• [OBJECTIF DE LA TÂCHE]
Mettez toutes les lignes des enregistrements ci-dessous sous la forme d'une liste JSON de chaînes, à raison d'une chaîne par ligne, en laissant de côté les lignes vides.

• [ENREGISTREMENTS FOURNIS]
= = = = =

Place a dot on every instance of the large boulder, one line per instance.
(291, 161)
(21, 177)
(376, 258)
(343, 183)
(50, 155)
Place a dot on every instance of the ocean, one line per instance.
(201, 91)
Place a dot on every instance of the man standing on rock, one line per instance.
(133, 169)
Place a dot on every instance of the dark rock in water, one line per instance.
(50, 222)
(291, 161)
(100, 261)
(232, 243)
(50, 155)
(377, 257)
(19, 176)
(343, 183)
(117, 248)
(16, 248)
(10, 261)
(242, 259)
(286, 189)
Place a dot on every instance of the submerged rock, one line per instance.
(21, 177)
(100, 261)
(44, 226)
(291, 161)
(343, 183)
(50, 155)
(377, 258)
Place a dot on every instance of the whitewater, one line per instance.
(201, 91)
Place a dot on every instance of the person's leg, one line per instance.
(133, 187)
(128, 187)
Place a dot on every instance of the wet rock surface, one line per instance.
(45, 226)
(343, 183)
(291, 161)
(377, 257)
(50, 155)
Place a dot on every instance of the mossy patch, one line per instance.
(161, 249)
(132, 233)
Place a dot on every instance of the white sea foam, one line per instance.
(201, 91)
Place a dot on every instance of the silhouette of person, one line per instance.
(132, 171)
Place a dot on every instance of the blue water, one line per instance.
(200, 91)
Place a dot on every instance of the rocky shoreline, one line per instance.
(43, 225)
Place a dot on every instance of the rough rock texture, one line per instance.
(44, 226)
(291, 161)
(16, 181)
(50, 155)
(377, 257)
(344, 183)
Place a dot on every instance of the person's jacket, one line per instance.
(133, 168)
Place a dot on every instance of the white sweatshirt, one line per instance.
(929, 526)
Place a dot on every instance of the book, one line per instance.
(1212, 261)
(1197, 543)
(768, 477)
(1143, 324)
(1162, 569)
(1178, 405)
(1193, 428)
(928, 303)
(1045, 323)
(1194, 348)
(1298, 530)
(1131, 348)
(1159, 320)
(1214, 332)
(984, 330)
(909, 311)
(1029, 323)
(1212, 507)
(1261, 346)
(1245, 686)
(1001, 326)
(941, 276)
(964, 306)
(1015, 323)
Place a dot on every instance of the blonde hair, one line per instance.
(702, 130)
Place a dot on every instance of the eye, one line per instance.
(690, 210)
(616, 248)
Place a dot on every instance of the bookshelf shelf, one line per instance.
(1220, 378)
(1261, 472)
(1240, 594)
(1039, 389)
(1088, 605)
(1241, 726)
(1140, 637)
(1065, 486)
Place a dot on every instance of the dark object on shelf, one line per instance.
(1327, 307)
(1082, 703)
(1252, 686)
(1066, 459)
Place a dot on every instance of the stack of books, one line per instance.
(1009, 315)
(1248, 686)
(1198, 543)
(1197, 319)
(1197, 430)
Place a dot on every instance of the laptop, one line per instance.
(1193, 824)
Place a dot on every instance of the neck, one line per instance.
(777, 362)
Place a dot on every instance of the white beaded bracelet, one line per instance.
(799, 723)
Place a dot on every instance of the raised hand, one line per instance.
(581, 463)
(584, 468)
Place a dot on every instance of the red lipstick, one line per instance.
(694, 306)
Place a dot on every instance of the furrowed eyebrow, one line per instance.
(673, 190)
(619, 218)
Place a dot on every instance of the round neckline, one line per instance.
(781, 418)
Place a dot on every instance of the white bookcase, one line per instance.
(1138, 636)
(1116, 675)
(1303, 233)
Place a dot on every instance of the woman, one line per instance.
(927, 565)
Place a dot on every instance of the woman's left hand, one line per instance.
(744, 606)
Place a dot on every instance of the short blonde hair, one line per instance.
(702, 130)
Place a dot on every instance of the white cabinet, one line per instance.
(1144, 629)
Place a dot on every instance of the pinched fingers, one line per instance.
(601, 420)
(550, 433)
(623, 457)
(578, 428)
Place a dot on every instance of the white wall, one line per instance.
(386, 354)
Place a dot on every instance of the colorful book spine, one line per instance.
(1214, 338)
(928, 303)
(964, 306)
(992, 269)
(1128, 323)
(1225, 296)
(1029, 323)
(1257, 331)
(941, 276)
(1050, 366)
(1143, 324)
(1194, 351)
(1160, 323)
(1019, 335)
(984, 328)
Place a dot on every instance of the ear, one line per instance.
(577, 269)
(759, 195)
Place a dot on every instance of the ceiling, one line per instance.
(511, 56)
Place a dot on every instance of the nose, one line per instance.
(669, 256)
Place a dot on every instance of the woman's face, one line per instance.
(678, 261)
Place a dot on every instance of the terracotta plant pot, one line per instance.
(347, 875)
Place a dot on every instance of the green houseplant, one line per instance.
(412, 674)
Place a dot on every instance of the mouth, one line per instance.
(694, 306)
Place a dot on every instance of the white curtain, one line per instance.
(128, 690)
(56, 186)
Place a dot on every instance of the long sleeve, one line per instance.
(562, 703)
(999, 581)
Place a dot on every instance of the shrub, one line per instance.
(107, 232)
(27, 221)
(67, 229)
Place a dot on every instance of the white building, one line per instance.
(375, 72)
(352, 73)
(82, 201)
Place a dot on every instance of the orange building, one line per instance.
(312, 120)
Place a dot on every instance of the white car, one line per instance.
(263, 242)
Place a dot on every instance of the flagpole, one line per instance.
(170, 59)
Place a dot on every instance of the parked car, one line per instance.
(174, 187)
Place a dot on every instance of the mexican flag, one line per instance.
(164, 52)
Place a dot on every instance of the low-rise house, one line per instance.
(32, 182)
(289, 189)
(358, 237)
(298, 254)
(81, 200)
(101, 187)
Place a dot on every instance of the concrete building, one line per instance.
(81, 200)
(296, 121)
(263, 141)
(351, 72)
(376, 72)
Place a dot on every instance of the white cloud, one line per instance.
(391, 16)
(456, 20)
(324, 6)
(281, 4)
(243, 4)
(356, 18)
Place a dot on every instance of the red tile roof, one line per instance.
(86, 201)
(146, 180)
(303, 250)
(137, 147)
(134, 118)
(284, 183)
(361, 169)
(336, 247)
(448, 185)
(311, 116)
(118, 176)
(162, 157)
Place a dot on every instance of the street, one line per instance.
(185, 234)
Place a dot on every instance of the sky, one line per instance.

= = = = =

• [RÉPONSE COMPLÈTE]
[
  "Place a dot on every instance of the large boulder, one line per instance.",
  "(291, 161)",
  "(21, 177)",
  "(376, 258)",
  "(343, 183)",
  "(50, 155)",
  "Place a dot on every instance of the ocean, one line per instance.",
  "(201, 91)",
  "Place a dot on every instance of the man standing on rock, one line per instance.",
  "(133, 169)",
  "Place a dot on every instance of the dark rock in water, one line per instance.",
  "(50, 222)",
  "(291, 161)",
  "(100, 261)",
  "(232, 243)",
  "(50, 155)",
  "(377, 257)",
  "(19, 176)",
  "(343, 183)",
  "(117, 248)",
  "(16, 248)",
  "(10, 261)",
  "(242, 259)",
  "(286, 189)",
  "Place a dot on every instance of the submerged rock, one line per instance.",
  "(21, 177)",
  "(100, 261)",
  "(44, 226)",
  "(291, 161)",
  "(343, 183)",
  "(50, 155)",
  "(377, 258)",
  "Place a dot on every instance of the whitewater, one line per instance.",
  "(201, 91)",
  "Place a dot on every instance of the person's leg, one line per instance.",
  "(133, 187)",
  "(128, 187)",
  "Place a dot on every instance of the wet rock surface, one line per instance.",
  "(45, 226)",
  "(343, 183)",
  "(291, 161)",
  "(377, 257)",
  "(50, 155)",
  "Place a dot on every instance of the mossy patch, one line per instance.",
  "(161, 249)",
  "(132, 233)",
  "Place a dot on every instance of the white sea foam, one line per instance.",
  "(201, 91)",
  "Place a dot on every instance of the silhouette of person, one line per instance.",
  "(132, 171)",
  "Place a dot on every instance of the blue water, one line per instance.",
  "(200, 91)",
  "Place a dot on every instance of the rocky shoreline, one line per instance.",
  "(43, 225)",
  "Place a dot on every instance of the rough rock texture, one line per instance.",
  "(44, 226)",
  "(291, 161)",
  "(16, 181)",
  "(50, 155)",
  "(377, 257)",
  "(344, 183)",
  "Place a dot on every instance of the person's jacket, one line per instance.",
  "(133, 168)",
  "Place a dot on every instance of the white sweatshirt, one line per instance.",
  "(929, 526)",
  "Place a dot on every instance of the book, one line per instance.",
  "(1212, 261)",
  "(1197, 543)",
  "(768, 477)",
  "(1143, 324)",
  "(1162, 569)",
  "(1178, 405)",
  "(1193, 428)",
  "(928, 303)",
  "(1045, 323)",
  "(1194, 348)",
  "(1298, 530)",
  "(1131, 348)",
  "(1159, 320)",
  "(1214, 332)",
  "(984, 330)",
  "(909, 311)",
  "(1029, 323)",
  "(1212, 507)",
  "(1261, 346)",
  "(1245, 686)",
  "(1001, 326)",
  "(941, 276)",
  "(964, 306)",
  "(1015, 323)",
  "Place a dot on every instance of the blonde hair, one line per instance.",
  "(702, 130)",
  "Place a dot on every instance of the eye, one line per instance.",
  "(690, 210)",
  "(616, 248)",
  "Place a dot on every instance of the bookshelf shelf, one line per instance.",
  "(1220, 378)",
  "(1261, 472)",
  "(1240, 594)",
  "(1039, 389)",
  "(1088, 605)",
  "(1241, 726)",
  "(1140, 637)",
  "(1065, 486)",
  "Place a dot on every instance of the dark object on shelf, one line per instance.",
  "(1327, 307)",
  "(1082, 703)",
  "(1252, 686)",
  "(1066, 459)",
  "Place a dot on every instance of the stack of books, one line per instance.",
  "(1009, 315)",
  "(1248, 686)",
  "(1198, 543)",
  "(1197, 319)",
  "(1197, 430)",
  "Place a dot on every instance of the laptop, one line per instance.",
  "(1193, 824)",
  "Place a dot on every instance of the neck, one line per instance.",
  "(777, 362)",
  "Place a dot on every instance of the white beaded bracelet, one line per instance.",
  "(799, 723)",
  "Place a dot on every instance of the raised hand, one line per instance.",
  "(581, 463)",
  "(584, 468)",
  "Place a dot on every instance of the red lipstick, one line per instance.",
  "(694, 306)",
  "Place a dot on every instance of the furrowed eyebrow, one line per instance.",
  "(673, 190)",
  "(619, 218)",
  "Place a dot on every instance of the round neckline, one line per instance.",
  "(781, 418)",
  "Place a dot on every instance of the white bookcase, one line per instance.",
  "(1138, 636)",
  "(1116, 675)",
  "(1303, 233)",
  "Place a dot on every instance of the woman, one line per instance.",
  "(927, 565)",
  "Place a dot on every instance of the woman's left hand, one line per instance.",
  "(744, 606)",
  "Place a dot on every instance of the short blonde hair, one line per instance.",
  "(702, 130)",
  "Place a dot on every instance of the white cabinet, one line per instance.",
  "(1144, 629)",
  "Place a dot on every instance of the pinched fingers, one line per instance.",
  "(601, 420)",
  "(550, 433)",
  "(623, 457)",
  "(578, 428)",
  "Place a dot on every instance of the white wall, one line per instance.",
  "(386, 354)",
  "Place a dot on every instance of the colorful book spine, one line per instance.",
  "(1214, 338)",
  "(928, 303)",
  "(964, 306)",
  "(992, 269)",
  "(1128, 323)",
  "(1225, 296)",
  "(1029, 323)",
  "(1257, 331)",
  "(941, 276)",
  "(1050, 366)",
  "(1143, 324)",
  "(1194, 351)",
  "(1160, 323)",
  "(1019, 335)",
  "(984, 328)",
  "Place a dot on every instance of the ear, one line per instance.",
  "(577, 269)",
  "(759, 195)",
  "Place a dot on every instance of the ceiling, one line per instance.",
  "(511, 56)",
  "Place a dot on every instance of the nose, one line per instance.",
  "(669, 256)",
  "Place a dot on every instance of the woman's face, one line per instance.",
  "(678, 261)",
  "Place a dot on every instance of the terracotta plant pot, one line per instance.",
  "(347, 875)",
  "Place a dot on every instance of the green houseplant, one line per instance.",
  "(412, 674)",
  "Place a dot on every instance of the mouth, one line per instance.",
  "(694, 306)",
  "Place a dot on every instance of the white curtain, one line per instance.",
  "(128, 690)",
  "(56, 186)",
  "Place a dot on every instance of the long sleeve, one line per instance.",
  "(562, 703)",
  "(999, 581)",
  "Place a dot on every instance of the shrub, one line per instance.",
  "(107, 232)",
  "(27, 221)",
  "(67, 229)",
  "Place a dot on every instance of the white building, one line per instance.",
  "(375, 72)",
  "(352, 73)",
  "(82, 201)",
  "Place a dot on every instance of the orange building, one line per instance.",
  "(312, 120)",
  "Place a dot on every instance of the white car, one line per instance.",
  "(263, 242)",
  "Place a dot on every instance of the flagpole, one line per instance.",
  "(170, 59)",
  "Place a dot on every instance of the parked car, one line per instance.",
  "(174, 187)",
  "Place a dot on every instance of the mexican flag, one line per instance.",
  "(164, 52)",
  "Place a dot on every instance of the low-rise house, one line per instance.",
  "(32, 182)",
  "(289, 189)",
  "(358, 237)",
  "(298, 254)",
  "(81, 200)",
  "(101, 187)",
  "Place a dot on every instance of the concrete building, one line per instance.",
  "(81, 200)",
  "(296, 121)",
  "(263, 141)",
  "(351, 72)",
  "(376, 72)",
  "Place a dot on every instance of the white cloud, one line per instance.",
  "(391, 16)",
  "(456, 20)",
  "(324, 6)",
  "(281, 4)",
  "(243, 4)",
  "(356, 18)",
  "Place a dot on every instance of the red tile roof, one line per instance.",
  "(86, 201)",
  "(146, 180)",
  "(303, 250)",
  "(137, 147)",
  "(134, 118)",
  "(284, 183)",
  "(361, 169)",
  "(336, 247)",
  "(448, 185)",
  "(311, 116)",
  "(118, 176)",
  "(162, 157)",
  "Place a dot on every instance of the street, one line per instance.",
  "(185, 234)",
  "Place a dot on every instance of the sky, one line per instance."
]